Opdrachten:
1. Leg in één tot drie zinnen uit waarom ons hart volgens de brontekst op de Heer vertrouwt, zoals de regel "Daarom vertrouwt ons hart op de Heer" stelt.
2. Zet de brontekst over de Schriftlezingen en Psalm 33 voort vanaf de laatste zin.

Brontekst:
★ ★ ★ ★ ★
In die dagen zei de Heer tot Abram: “Trek weg uit uw land, uw stam en uw familie, naar het land dat Ik u zal aanwijzen. Ik zal een groot volk van u maken. Ik zal u zegenen en uw naam groot maken, zodat hij een zegen zal zijn. Ik zal zegenen die u zegenen, maar die u vervloeken zal Ik vervloeken. Door u zal zegen komen over alle geslachten op aarde”. Toen trok Abram weg, zoals de Heer hem had opgedragen.

Tussenzang:  Psalm 33

Refrein: GEEF ONS, HEER, UW BARMHARTIGHEID, ZOALS WIJ OP U VERTROUWEN.

1. Oprecht is immers het Woord van de Heer,

en al wat Hij doet is betrouwbaar.

Recht en gerechtigheid heeft Hij lief,

de aarde is vol van Zijn mildheid.

2. Maar het is God die Zijn dienaars bewaakt,

hen die op Zijn gunst vertrouwen.

Dat Hij hen redden zal van de dood,

bij hongersnood hen zal voeden.

3. Daarom vertrouwt ons hart op de Heer,

is Hij ons een schild en een helper.

Geef ons dus, Heer, Uw barmhartigheid,

zoals wij op U vertrouwen.

Achtergrond van de tweede lezing (2 Timóteüs 1: 8b-10)

De tweede brief aan Timóteüs is in feite meer een testament in briefvorm. Zoals Paulus veel geleden heeft omwille van de verkondiging van het evangelie van Christus, zo worden ook wij allen aangespoord om te getuigen van de genade die Christus de wereld brengt. Het vraagt van ons om met vertrouwen in het geloof te staan en er trots op te zijn te behoren tot de Kerk, zoals ook Paulus dat was.
★ ★ ★ ★ ★
Gegevens:
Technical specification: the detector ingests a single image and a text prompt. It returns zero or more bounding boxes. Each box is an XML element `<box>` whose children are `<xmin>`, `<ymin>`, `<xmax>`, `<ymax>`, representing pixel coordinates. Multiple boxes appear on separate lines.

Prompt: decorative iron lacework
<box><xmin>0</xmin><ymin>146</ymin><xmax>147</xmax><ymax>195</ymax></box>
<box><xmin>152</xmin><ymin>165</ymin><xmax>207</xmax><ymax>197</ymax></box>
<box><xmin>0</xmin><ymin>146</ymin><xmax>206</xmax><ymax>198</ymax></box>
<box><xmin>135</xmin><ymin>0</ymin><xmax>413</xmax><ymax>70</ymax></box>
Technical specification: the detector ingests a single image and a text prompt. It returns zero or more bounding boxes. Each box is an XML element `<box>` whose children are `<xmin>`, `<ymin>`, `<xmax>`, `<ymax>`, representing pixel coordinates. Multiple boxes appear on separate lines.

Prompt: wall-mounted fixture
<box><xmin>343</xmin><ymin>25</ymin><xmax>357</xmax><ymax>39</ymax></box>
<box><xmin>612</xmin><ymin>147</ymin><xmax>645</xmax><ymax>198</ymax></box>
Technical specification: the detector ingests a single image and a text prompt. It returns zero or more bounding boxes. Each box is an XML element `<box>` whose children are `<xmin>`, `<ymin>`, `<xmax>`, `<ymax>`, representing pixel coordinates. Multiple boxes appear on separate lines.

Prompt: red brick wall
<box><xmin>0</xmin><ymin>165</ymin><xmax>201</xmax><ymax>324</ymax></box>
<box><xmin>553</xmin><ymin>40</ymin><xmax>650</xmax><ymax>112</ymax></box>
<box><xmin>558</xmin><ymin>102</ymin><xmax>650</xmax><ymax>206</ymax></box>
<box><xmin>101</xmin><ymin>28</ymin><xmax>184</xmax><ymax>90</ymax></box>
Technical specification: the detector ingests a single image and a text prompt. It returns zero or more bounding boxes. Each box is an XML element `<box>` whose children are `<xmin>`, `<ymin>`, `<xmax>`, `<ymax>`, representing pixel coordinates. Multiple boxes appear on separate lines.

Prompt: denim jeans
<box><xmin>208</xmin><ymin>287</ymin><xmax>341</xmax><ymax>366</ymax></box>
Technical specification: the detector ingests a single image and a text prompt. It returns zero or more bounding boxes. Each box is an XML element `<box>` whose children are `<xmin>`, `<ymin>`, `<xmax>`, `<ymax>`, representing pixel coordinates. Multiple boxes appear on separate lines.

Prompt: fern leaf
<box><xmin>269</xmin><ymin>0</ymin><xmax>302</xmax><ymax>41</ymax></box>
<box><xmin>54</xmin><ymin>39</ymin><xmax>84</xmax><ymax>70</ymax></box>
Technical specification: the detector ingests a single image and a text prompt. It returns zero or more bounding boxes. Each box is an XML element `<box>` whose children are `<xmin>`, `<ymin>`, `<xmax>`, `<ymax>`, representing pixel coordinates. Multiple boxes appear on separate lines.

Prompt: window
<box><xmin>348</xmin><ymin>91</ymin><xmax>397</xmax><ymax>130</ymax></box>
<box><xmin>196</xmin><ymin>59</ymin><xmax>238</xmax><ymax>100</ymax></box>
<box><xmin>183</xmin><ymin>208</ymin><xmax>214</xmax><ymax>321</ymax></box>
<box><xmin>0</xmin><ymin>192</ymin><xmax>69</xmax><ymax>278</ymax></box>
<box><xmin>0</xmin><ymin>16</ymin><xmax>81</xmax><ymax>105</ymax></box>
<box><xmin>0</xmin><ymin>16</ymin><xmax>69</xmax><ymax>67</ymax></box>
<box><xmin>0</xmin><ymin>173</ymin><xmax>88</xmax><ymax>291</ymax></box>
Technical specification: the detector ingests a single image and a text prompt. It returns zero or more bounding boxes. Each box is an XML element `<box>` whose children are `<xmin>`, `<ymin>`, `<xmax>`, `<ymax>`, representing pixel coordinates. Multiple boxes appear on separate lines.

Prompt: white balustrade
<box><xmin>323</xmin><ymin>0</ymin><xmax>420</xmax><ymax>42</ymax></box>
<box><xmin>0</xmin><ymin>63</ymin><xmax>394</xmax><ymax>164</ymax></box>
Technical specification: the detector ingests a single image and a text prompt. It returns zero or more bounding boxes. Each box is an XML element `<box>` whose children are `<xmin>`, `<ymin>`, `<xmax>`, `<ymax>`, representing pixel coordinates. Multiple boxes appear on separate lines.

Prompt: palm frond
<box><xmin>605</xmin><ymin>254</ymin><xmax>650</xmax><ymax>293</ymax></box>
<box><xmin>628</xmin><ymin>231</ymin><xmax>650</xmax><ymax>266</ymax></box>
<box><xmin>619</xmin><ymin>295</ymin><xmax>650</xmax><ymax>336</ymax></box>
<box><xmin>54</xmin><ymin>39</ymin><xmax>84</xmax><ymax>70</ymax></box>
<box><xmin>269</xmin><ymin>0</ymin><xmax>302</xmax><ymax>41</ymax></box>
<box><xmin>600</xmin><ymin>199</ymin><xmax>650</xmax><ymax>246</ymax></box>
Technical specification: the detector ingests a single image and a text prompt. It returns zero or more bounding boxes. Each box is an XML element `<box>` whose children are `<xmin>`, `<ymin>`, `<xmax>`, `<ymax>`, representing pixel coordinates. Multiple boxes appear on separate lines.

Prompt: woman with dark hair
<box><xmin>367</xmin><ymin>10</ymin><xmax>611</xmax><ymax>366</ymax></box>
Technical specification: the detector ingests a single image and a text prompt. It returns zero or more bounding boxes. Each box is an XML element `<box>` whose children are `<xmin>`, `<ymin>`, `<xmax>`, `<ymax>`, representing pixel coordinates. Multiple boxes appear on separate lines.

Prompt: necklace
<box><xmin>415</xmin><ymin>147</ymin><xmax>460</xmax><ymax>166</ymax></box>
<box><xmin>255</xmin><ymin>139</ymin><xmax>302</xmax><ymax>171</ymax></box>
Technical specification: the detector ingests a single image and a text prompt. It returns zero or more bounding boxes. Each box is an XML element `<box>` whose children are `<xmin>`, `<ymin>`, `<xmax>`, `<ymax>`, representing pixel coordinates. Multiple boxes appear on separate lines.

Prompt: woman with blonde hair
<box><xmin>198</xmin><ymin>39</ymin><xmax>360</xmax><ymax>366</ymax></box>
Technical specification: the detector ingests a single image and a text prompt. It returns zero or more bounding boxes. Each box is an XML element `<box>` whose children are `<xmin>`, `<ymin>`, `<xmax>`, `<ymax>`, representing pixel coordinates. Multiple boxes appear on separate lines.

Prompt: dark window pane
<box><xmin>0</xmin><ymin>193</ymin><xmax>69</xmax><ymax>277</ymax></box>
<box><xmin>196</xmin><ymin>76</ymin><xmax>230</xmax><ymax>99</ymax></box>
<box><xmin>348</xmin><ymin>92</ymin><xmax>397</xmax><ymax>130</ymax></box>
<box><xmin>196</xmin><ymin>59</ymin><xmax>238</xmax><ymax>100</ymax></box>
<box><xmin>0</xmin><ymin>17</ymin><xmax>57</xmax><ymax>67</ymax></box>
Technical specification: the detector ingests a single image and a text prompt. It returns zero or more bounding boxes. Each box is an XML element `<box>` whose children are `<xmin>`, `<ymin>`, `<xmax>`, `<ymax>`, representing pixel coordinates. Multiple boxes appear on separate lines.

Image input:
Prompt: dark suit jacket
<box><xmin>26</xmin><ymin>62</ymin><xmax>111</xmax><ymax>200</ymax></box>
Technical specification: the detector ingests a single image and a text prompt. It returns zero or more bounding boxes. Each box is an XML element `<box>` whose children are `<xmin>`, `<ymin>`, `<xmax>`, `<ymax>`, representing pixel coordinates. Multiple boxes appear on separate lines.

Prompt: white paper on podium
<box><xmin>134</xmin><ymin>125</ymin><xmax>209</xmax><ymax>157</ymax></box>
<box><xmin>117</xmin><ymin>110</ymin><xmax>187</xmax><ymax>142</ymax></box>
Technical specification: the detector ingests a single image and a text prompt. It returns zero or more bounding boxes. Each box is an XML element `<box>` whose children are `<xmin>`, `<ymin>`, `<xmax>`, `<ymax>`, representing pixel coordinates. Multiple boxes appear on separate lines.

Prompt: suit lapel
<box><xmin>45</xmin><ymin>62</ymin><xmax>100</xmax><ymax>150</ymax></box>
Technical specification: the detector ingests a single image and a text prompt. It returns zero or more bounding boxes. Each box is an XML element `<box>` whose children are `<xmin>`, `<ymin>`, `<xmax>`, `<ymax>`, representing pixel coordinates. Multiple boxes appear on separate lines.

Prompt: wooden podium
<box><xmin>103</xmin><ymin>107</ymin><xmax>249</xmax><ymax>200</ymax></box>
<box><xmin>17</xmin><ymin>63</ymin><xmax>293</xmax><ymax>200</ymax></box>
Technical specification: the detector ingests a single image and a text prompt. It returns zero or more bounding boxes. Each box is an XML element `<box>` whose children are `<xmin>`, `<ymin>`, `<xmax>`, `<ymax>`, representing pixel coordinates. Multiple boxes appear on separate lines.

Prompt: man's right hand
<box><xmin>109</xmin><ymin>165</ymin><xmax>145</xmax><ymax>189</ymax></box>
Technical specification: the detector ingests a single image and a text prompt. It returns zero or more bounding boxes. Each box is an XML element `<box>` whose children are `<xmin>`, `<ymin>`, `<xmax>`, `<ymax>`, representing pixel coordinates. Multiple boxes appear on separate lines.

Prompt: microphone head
★ ★ ★ ★ ★
Uitwerkingen:
1. Omdat God Zijn dienaars bewaakt, namelijk hen die op Zijn gunst vertrouwen. Hij zal hen van de dood redden en hen bij hongersnood voeden.

2.
Tweede lezing: 2 Timóteüs 1: 8b-10

Dierbare, draag uw deel in het lijden voor het evangelie, door de kracht van God, die ons gered heeft en geroepen met een heilige roeping, niet op grond van onze verdiensten, maar volgens het vrije besluit van zijn genade, van alle eeuwigheid ons verleend in Christus Jezus. Nu is zijn genade openbaar geworden door de verschijning van onze Heiland, Christus Jezus, die de dood heeft vernietigd en onvergankelijk leven deed aanlichten door het evangelie.

Achtergrond van de evangelielezing:  (Matteüs 17: 1-9)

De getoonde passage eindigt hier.